● **Text section**
* START *

Metaverse Cities, Crypto States:
Towards a Policy Position
9 May, 2022
This piece presents the concept of “Metaverse Cities”, as an exploration of how “crypto cities” and “crypto states” are melding with the physical infrastructure of cities to offer new potentialities in how people organise, work, rest, and play. It forms a contribution to a broader project by RMIT Blockchain Innovation Hub on “The Digital CBD”.
The concept of “The Metaverse” refers to the linking of digital and physical spaces (Dionisio, et. al. 2013; Nabben, 2021) that seamlessly integrates the physical world with the virtual world. This allows avatars to carry out rich activities including creation, display, entertainment, social networking, and trading, hybridizing work, rest, and play between physical and virtual reality (Ynag, et. al. 2022). The Metaverse is not a singular place but any virtual reality (digital space) or augmented reality (physical space enhanced by a digital overlay) that is accessed through computer interfaces. This layering over of existing media forms establishes the immersive potential of a mixed media reality. The Metaverse introduces a new era in technology entrepreneurship and digital innovations, introducing new business models, and modes of work and leisure and cultural experience and expression (Momtaz, 2022). It is the next chapter for social, cultural, and economic practice across both digital and physical spaces.
There has been much interest in the concept of “crypto cities” and “crypto states”, occurring across both local government experiments and cryptocurrency community-led projects (Buterin, 2021; Nabben, 2021).
Some cities are already embracing the idea of the Metaverse, with spaces for interaction via VR goggles, cryptocurrency payments, and Internet of Things devices. For example, Santa Monica offers users who download a social gaming application the ability to collect tokens as they move through and a mixed-reality version of the city’s retail district (National League of Cities, 2022). In 2021, Seoul Metropolitan Government announced its intention to invest $3.3 million to become the first city to immerse itself in the metaverse, including hosting cultural events in the Metaverse to attract global tourism, a virtual city hall for citizens to interact with public officials and access services, and community recreation spaces (Seoul Metropolitan Government, 2021).
Enabling Technologies and New Experiences
The Metaverse is facilitated by enabling technologies and overlapping infrastructural components of software and hardware. Physical devices provide the gateway interfaces to the Metaverse, including Augmented Reality (AR) devices such as Ray Ban glasses, Virtual Reality (VR) goggles such as Oculus, mobile phone applications, and computers. Enabling technologies of the Metaverse include Extended Reality, User Interactivity (Human-Computer Interaction), Artificial Intelligence, Blockchain, Computer Vision, IoT and Robotics, Edge and Cloud computing, and Future Mobile Networks (Lee, et. al. 2021). These technologies create overlays of digital experiences on to the physical, or the creation of new physical spaces, through which people can experience and shape virtual worlds. Virtual spaces facilitate the consumption of virtual goods and services, business interactions, gamification, social connections, and cultural experiences.

* END *

● **What you need to do**
- a) Decide whether each statement below agrees with the text on Metaverse cities. Answer yes or no for each and quote the deciding words of the text.
(i) Seoul Metropolitan Government announced a plan to invest $3.3 million.
(ii) The Metaverse is described as a single place.
(iii) Oculus is given as an example of an Augmented Reality device.
- b) Answer these questions from the text on Metaverse cities.
(i) What date does it carry?
(ii) Which organization's broader project does it contribute to?
(iii) What can Santa Monica users of the social gaming application collect?

● **Data provided**

* START *

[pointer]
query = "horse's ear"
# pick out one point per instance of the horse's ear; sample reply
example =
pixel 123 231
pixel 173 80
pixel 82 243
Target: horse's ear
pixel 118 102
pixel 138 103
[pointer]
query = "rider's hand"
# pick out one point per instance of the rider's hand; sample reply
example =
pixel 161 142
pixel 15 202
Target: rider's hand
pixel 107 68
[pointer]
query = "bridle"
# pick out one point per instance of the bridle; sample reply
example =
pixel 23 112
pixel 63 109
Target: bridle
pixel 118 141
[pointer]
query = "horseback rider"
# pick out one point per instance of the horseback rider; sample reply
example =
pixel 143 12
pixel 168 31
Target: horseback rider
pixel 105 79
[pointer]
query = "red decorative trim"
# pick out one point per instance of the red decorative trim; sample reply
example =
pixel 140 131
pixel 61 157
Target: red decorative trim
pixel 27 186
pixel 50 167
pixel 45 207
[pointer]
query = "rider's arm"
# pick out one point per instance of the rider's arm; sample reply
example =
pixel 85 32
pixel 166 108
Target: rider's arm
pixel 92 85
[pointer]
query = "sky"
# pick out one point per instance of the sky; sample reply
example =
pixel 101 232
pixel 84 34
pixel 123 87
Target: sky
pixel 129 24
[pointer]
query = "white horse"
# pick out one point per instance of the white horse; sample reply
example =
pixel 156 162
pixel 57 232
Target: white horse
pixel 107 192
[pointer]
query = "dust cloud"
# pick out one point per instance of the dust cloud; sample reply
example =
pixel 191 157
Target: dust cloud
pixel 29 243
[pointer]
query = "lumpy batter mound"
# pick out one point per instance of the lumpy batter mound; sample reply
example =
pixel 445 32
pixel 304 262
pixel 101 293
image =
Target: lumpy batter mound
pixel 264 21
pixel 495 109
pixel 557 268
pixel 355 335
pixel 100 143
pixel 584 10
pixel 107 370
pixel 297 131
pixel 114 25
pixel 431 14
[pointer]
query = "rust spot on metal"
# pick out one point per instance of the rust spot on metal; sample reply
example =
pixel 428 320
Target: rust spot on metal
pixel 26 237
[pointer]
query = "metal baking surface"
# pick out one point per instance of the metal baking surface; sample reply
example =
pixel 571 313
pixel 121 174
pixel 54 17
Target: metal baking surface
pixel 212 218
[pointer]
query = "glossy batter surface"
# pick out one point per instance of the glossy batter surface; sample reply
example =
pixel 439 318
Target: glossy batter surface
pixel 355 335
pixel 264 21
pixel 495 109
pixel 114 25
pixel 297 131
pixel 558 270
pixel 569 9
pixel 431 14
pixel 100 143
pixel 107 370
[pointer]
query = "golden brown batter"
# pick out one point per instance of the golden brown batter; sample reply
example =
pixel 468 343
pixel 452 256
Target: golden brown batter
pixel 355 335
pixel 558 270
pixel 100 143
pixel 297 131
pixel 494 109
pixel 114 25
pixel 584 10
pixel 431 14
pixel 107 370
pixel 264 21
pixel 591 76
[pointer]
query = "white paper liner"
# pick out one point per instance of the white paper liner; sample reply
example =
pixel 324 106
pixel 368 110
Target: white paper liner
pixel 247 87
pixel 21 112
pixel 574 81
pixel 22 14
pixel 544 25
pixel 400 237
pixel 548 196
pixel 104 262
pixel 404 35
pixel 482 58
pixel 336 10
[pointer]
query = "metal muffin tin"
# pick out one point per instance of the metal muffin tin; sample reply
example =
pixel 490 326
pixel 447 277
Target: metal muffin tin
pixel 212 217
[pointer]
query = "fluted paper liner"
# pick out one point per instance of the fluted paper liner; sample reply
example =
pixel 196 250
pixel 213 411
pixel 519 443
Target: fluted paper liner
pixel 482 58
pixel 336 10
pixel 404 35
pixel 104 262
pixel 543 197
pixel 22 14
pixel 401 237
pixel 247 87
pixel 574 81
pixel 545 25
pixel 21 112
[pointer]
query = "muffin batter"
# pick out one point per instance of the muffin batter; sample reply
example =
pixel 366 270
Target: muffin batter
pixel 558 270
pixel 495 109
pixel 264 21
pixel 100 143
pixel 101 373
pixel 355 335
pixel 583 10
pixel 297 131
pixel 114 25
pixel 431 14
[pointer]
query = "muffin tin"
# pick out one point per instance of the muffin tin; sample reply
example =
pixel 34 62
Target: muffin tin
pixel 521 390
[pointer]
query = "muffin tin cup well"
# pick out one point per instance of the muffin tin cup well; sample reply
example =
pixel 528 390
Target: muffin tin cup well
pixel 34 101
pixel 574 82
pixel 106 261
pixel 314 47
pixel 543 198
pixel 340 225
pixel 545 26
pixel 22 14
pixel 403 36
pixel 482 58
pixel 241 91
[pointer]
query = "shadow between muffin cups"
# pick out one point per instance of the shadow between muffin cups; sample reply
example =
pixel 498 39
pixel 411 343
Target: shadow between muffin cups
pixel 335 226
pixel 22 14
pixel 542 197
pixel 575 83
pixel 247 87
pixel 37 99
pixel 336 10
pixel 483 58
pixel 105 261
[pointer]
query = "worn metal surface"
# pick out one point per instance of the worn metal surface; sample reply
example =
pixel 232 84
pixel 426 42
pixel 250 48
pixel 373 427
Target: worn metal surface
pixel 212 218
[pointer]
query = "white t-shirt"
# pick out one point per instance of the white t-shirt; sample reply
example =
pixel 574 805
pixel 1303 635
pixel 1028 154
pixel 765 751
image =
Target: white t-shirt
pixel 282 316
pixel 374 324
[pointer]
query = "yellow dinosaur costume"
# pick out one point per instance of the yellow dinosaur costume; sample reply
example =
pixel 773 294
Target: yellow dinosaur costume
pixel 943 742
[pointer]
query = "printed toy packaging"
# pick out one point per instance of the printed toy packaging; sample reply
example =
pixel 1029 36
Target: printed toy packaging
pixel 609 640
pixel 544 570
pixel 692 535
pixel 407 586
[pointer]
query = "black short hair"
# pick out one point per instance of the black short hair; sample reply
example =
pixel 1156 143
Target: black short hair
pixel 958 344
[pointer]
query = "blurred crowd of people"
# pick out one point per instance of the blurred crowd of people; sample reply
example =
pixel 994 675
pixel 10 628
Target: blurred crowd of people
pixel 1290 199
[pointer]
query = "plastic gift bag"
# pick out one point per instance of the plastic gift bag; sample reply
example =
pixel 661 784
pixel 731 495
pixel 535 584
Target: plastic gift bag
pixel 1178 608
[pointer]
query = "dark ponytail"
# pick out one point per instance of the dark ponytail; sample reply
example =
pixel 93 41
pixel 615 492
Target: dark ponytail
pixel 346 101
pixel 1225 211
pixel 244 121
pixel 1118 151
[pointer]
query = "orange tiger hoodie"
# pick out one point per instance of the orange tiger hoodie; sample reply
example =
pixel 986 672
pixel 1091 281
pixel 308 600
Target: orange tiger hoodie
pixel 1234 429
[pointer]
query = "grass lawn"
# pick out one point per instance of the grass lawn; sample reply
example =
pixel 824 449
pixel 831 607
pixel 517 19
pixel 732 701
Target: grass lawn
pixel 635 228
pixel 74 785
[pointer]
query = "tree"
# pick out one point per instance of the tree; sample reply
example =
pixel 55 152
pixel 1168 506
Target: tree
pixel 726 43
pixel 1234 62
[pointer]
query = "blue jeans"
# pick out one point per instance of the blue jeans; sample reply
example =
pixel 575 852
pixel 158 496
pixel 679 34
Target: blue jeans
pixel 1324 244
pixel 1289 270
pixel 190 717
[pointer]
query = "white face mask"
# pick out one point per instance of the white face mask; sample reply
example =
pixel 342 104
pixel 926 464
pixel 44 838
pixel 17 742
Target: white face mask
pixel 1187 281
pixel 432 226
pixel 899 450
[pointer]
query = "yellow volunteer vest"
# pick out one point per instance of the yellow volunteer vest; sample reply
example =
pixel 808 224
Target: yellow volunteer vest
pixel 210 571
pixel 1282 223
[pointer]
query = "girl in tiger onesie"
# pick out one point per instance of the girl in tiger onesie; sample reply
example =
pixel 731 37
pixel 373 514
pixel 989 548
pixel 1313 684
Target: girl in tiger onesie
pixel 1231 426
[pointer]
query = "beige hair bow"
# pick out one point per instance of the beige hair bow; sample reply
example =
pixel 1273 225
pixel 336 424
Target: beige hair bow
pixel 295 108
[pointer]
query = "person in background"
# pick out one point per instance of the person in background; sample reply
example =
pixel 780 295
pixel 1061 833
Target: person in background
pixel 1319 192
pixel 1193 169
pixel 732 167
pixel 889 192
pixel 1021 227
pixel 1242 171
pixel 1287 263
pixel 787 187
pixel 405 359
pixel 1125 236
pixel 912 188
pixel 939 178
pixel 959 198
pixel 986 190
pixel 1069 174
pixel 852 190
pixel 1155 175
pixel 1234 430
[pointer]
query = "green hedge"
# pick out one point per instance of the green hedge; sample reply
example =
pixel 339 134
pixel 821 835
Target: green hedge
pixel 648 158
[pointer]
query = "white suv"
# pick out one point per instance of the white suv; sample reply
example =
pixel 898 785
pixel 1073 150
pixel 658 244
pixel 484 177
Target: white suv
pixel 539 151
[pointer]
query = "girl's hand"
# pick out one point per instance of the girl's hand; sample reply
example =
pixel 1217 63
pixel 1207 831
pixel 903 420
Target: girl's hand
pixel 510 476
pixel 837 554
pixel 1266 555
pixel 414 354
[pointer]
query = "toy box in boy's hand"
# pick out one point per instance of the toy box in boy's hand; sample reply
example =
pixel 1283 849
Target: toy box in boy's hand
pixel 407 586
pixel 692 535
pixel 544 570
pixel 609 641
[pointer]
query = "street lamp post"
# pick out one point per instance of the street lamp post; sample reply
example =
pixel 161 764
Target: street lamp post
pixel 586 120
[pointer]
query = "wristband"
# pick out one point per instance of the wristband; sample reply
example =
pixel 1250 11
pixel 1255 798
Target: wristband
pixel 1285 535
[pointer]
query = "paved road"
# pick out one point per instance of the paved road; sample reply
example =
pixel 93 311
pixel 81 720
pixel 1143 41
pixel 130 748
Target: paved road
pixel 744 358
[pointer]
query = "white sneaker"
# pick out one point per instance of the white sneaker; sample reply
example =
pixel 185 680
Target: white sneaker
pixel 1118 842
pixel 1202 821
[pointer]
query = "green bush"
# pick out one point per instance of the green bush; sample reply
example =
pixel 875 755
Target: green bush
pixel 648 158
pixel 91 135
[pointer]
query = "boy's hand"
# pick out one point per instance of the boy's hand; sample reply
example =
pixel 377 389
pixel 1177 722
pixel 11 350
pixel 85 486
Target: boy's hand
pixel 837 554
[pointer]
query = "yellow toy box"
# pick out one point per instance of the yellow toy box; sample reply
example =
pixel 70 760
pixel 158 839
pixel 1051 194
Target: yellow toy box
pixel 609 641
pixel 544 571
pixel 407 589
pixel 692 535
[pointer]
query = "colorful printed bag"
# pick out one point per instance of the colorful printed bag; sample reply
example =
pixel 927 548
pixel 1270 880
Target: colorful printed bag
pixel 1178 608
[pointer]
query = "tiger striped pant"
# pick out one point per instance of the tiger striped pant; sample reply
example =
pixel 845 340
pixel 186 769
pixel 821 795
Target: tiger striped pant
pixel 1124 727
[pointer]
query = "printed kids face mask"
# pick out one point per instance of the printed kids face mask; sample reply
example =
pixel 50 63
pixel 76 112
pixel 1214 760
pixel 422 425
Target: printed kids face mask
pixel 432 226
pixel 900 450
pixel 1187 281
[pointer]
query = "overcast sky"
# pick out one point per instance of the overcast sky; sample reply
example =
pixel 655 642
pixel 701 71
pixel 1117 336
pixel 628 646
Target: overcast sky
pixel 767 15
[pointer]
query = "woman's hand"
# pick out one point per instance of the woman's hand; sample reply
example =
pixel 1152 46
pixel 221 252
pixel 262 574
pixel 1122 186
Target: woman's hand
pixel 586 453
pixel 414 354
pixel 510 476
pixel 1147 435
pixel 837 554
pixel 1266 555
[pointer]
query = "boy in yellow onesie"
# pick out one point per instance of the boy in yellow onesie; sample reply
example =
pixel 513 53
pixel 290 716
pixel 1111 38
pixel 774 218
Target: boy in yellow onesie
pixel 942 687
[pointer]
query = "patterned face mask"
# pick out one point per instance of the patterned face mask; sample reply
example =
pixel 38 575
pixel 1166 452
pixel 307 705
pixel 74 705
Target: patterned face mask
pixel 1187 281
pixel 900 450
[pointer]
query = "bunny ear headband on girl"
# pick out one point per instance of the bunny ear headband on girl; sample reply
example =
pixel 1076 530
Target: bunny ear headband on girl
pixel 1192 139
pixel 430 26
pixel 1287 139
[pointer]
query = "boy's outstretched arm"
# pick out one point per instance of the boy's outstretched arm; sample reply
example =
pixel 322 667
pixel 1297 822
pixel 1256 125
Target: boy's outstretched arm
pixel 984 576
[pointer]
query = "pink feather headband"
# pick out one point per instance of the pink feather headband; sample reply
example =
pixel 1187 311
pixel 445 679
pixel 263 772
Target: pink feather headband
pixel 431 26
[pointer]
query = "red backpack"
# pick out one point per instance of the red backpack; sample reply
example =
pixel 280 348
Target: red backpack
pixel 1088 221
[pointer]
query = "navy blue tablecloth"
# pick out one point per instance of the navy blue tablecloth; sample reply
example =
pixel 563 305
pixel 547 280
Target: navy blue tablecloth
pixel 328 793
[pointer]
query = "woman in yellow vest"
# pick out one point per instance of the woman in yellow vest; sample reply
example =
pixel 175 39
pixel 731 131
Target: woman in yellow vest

* END *

● **Expected responses**
- a)
(i) Yes: "Seoul Metropolitan Government announced its intention to invest $3.3 million"
(ii) No: "The Metaverse is not a singular place"
(iii) No: "Virtual Reality (VR) goggles such as Oculus"

- b)
(i) 9 May, 2022
(ii) RMIT Blockchain Innovation Hub
(iii) Tokens